# yummy - Fusion Whiplash Extreme



## hball (May 22, 2004)

any comments?


----------



## mtbgiovanny (Feb 13, 2006)

Besides I just had an orgasm.... no I don't think so
That bike is crazy Dam! I wish I could have one of those
How much did it cost and where from is that company... Fusion never heard from it


----------



## austinb89 (Nov 6, 2004)

give it some doubltracks and im sold


----------



## hball (May 22, 2004)

mtbgiovanny said:


> Besides I just had an orgasm.... no I don't think so
> That bike is crazy Dam! I wish I could have one of those
> How much did it cost and where from is that company... Fusion never heard from it


fusion bikes (http://www.fusionbikes.de) is a germany company. the frames are all build in germany.

this frame has 8" of travel is about 2400euro / $3150.


----------



## k-stein (Jan 5, 2005)

sehr, sehr schön. Ive seen a couple Fusion Freaks on the trails but that thing looks real nice. How does it handle?


----------



## euroford (Sep 10, 2006)

okay, that has got to be one of the best looking frames i've seen in a long while.


----------



## hball (May 22, 2004)

k-stein said:


> sehr, sehr schön. Ive seen a couple Fusion Freaks on the trails but that thing looks real nice. How does it handle?


actually it is not my bike, but i have been riding one many times. i just wanted to show you guys a good looking frame! 
i have the comparison to the spec demo 9. the fusion is more agile but also very stable at the highspeed stuff (rocky section, roots, bumps....). it can handle drops as good as any other highclass bigbike, but i am not doing big drops.
the fusion suspension design, called float link, allows you to use shocks without propedal or spv. the fox shox they use are customized so they do have less propedal.

english catalogue could be found *here*.


----------



## k-stein (Jan 5, 2005)

hmm sounds nice. My LBS is a dealer might have to see if i can arrange a test ride.


----------



## hball (May 22, 2004)

k-stein said:


> hmm sounds nice. My LBS is a dealer might have to see if i can arrange a test ride.


if you have the possibility you should do that. these are some really nice bikes.
i am considering the "freak" their enduro/light-fr bike


----------



## xKREDx (Aug 8, 2006)

One word "SICK".


----------



## hball (May 22, 2004)

⁂

▶ Short task A
Rewrite the listing from its first line through the line containing "[0,0,400,65]", substituting "round blue emblem" for "blue circular logo" and keeping everything else the same.

⁂

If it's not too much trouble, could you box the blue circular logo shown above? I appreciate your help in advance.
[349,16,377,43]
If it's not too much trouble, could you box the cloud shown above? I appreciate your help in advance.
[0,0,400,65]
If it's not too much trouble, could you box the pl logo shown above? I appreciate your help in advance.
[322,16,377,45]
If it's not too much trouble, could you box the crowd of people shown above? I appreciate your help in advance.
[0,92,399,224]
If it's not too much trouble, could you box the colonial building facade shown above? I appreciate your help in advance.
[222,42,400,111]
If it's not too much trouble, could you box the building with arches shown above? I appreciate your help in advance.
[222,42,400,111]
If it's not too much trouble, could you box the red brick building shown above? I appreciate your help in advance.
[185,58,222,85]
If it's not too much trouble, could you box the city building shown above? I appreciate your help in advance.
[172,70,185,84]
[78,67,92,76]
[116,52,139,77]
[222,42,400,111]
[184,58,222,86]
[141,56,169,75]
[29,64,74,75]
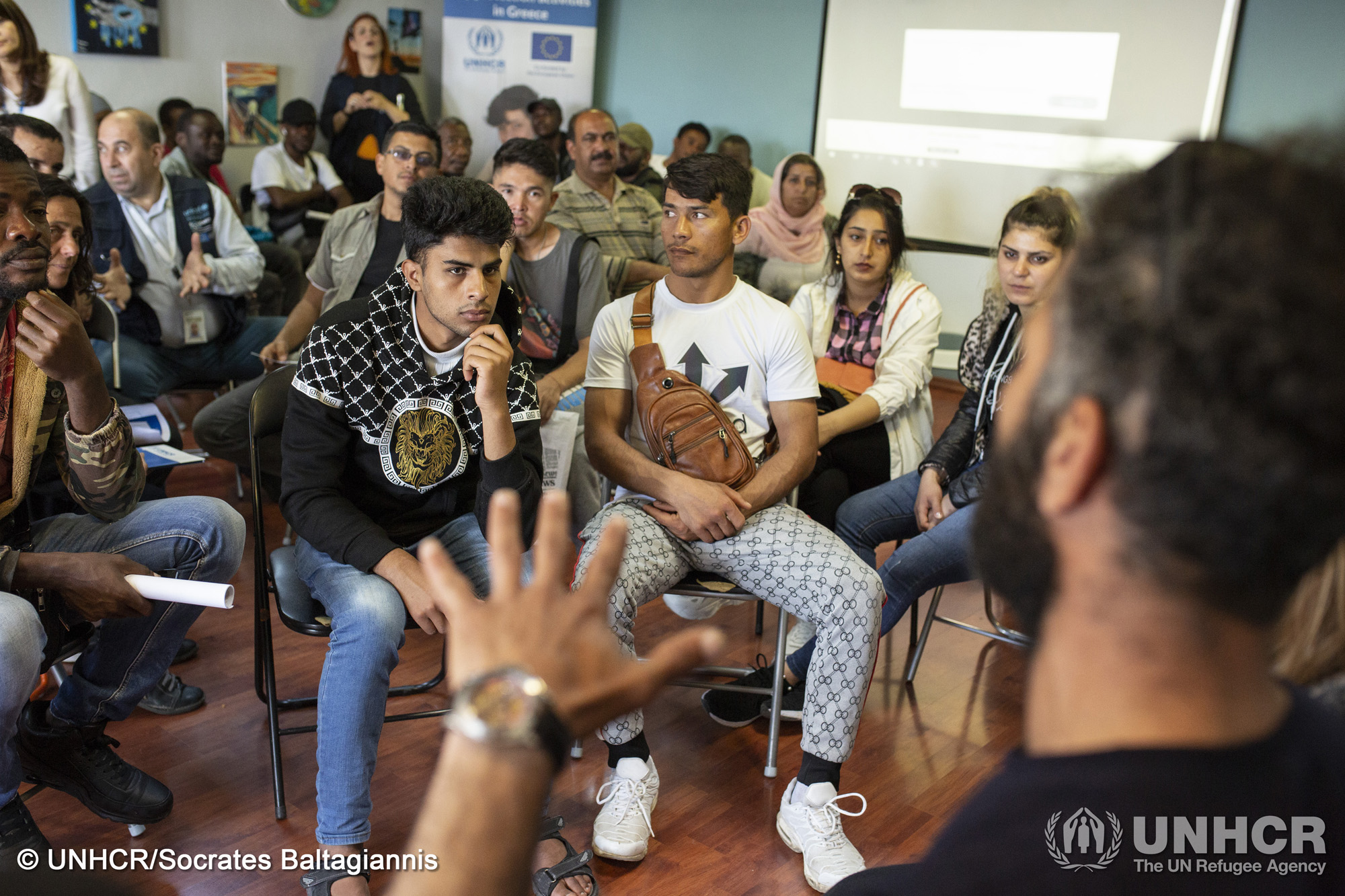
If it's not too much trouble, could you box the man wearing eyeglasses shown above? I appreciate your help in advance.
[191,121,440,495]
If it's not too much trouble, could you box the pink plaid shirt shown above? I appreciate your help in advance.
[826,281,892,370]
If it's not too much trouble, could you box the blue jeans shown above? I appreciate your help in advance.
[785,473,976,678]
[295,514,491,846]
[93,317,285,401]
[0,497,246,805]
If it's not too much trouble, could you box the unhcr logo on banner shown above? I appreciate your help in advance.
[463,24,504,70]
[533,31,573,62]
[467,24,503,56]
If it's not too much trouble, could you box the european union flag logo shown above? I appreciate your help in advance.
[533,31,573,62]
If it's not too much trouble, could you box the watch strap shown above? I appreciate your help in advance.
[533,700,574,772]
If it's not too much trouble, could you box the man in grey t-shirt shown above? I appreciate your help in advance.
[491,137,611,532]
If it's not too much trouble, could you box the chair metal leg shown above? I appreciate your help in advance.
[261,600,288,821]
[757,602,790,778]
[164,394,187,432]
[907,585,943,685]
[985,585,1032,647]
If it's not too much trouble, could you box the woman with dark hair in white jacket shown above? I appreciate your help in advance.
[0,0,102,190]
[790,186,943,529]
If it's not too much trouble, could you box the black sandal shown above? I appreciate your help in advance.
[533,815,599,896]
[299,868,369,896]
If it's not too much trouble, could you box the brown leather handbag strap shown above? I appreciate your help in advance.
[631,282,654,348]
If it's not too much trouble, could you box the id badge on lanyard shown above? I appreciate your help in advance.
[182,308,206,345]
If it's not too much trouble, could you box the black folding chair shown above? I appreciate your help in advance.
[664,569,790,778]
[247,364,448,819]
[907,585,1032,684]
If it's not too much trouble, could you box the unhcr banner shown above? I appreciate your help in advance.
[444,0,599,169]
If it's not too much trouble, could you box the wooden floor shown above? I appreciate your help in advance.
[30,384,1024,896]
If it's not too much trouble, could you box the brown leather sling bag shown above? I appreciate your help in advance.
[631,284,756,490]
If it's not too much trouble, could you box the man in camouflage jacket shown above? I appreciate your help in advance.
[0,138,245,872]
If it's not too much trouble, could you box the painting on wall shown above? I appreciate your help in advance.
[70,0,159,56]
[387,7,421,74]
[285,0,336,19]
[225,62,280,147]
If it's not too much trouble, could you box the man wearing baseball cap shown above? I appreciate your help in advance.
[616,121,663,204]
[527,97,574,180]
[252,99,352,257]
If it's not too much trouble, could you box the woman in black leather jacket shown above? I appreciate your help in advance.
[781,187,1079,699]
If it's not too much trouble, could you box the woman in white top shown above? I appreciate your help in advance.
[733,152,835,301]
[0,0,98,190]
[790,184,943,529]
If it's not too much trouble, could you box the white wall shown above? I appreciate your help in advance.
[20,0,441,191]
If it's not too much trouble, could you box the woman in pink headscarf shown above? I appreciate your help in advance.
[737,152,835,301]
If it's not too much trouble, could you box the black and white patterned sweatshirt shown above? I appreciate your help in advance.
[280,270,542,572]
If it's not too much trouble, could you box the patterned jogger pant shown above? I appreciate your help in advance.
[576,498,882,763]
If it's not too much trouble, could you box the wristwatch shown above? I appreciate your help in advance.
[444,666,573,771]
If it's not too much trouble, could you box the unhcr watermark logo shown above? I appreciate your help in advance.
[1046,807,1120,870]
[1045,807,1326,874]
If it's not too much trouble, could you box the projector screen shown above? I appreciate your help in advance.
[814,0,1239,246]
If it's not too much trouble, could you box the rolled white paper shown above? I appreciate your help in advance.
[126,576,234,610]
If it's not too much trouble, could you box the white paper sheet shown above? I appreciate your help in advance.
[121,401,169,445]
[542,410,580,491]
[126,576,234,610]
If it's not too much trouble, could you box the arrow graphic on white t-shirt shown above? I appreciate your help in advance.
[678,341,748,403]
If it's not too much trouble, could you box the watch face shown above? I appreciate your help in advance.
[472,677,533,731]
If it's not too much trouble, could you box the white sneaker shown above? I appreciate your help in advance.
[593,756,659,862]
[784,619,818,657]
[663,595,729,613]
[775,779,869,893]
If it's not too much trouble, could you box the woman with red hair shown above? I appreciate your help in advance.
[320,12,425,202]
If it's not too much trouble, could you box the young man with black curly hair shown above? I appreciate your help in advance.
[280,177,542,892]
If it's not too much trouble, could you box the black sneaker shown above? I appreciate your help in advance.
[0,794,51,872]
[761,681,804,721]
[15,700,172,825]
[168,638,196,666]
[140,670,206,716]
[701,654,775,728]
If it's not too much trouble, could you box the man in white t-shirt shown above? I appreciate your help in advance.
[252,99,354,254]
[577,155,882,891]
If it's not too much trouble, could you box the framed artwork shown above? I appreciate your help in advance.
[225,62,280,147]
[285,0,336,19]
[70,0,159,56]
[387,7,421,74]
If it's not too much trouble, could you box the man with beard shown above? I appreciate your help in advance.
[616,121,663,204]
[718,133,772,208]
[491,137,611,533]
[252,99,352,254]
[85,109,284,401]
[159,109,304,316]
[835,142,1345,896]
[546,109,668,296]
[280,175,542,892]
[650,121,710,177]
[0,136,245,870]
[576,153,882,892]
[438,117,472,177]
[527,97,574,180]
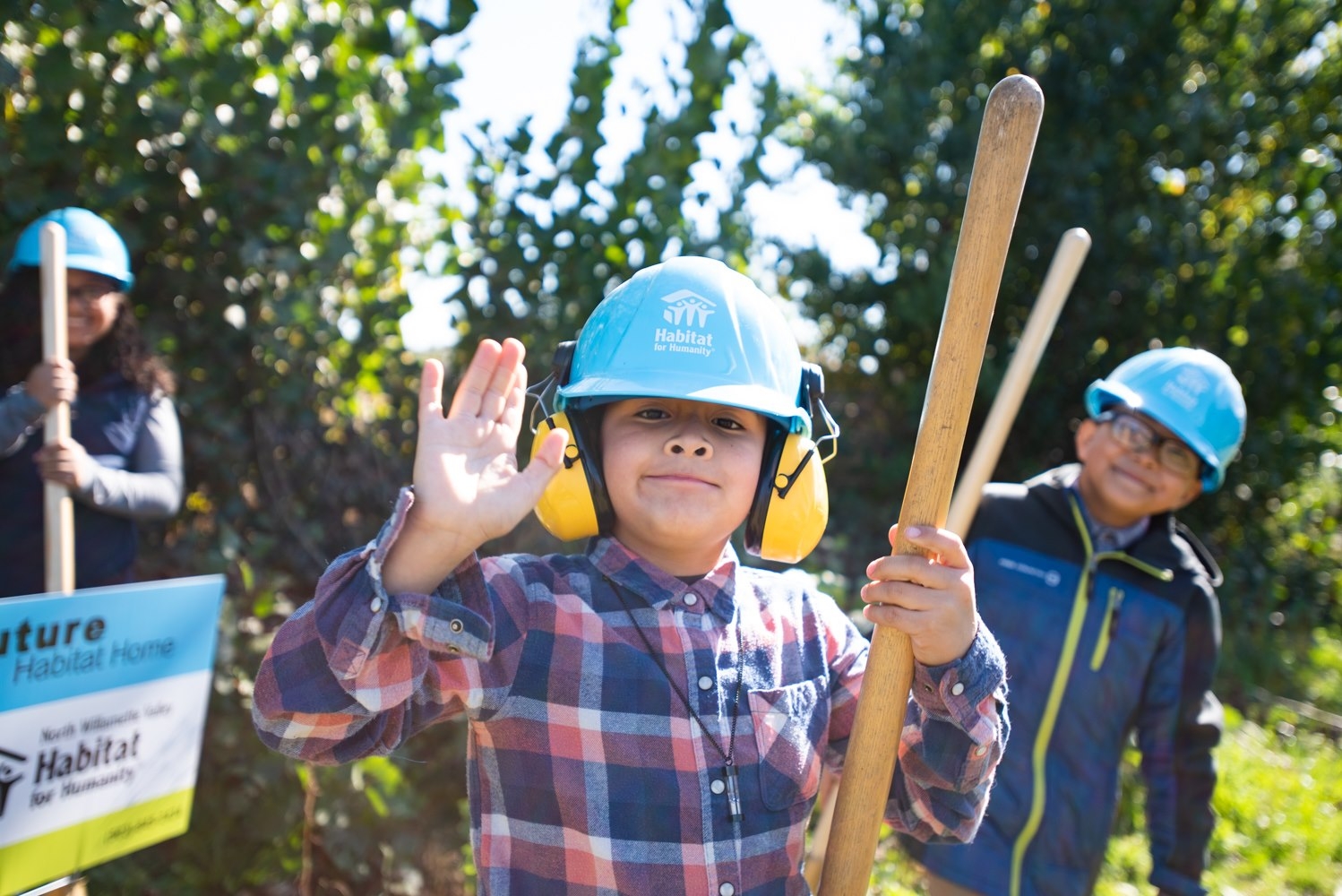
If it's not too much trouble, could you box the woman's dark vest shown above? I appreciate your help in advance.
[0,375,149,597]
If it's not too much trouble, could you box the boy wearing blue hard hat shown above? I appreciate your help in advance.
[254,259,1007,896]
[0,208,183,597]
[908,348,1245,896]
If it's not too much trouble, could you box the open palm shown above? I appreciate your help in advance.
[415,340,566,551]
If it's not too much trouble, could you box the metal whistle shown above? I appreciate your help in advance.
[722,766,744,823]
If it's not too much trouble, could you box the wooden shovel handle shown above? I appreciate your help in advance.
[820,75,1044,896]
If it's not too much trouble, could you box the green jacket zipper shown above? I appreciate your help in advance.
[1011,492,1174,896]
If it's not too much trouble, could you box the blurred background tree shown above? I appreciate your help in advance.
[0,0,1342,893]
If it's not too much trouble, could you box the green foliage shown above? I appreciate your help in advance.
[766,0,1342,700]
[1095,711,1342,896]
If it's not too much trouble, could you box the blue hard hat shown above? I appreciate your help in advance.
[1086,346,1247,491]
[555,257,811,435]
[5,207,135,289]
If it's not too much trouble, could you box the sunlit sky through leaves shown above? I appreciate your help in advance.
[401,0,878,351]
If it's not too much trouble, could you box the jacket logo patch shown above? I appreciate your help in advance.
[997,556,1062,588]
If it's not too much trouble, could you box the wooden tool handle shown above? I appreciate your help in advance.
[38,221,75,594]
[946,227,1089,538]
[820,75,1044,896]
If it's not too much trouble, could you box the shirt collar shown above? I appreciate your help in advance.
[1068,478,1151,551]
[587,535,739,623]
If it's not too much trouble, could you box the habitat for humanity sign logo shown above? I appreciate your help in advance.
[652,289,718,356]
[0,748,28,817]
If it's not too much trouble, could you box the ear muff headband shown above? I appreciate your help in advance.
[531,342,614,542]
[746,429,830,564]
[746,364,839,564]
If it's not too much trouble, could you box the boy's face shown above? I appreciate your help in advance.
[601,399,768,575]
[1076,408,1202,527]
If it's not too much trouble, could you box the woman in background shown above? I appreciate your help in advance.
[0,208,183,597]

⁂

▶ Short task B
Continue the forum thread about the Fusion Whiplash Extreme frame from the point where it ends.

▶ Exercise response A
If it's not too much trouble, could you box the round blue emblem shown above? I appreciate your help in advance.
[349,16,377,43]
If it's not too much trouble, could you box the cloud shown above? I appreciate your help in advance.
[0,0,400,65]

▶ Exercise response B
*another one*

a wiplash (not wiplash extreme) wit 7 inches of travel


----------



## trailadvent (Jun 29, 2004)

Wow they are sweet lookin frames

I esspecialy like that Whiplash:thumbsup:


----------



## mace2 (May 3, 2004)

i love the frame designs but hate the colours..


----------



## raschaa (Mar 18, 2007)

Thoght I'd post mine....Totem 2Step, Formula Oro 220/200...the rest is pretty obvious I figure... weighs in at 38.2...greetings from Germany


----------



## xKREDx (Aug 8, 2006)

Sick.


----------



## hball (May 22, 2004)

*some more*


















whiplash










fusion freak, the enduro/light fr bike










































enjoy!


----------



## tacubaya (Jan 27, 2006)

Sorry I'm not feeling the vibe... even though I like the gray one with the Lyrik


----------



## offtheedge (Jul 6, 2004)

any US distributers?


----------



## mtbgiovanny (Feb 13, 2006)

Yaooo! those bikes r pimpin'!!


----------



## xilofonx (Apr 10, 2007)

I like it!

____________________________________
[email protected]


----------



## BikeSATORI (Mar 20, 2004)

I saw those in pics from eurobike I think it was... VERY interesting how the shock is not actually mounted to the front triangle. only the lower swingarm/chainstays and to the upper rocker.

But, the bad part is that not many of them seem to have much standover height at all... I sure would like to try one out though!


----------



## raschaa (Mar 18, 2007)

BikeSATORI said:


> I saw those in pics from eurobike I think it was... VERY interesting how the shock is not actually mounted to the front triangle. only the lower swingarm/chainstays and to the upper rocker.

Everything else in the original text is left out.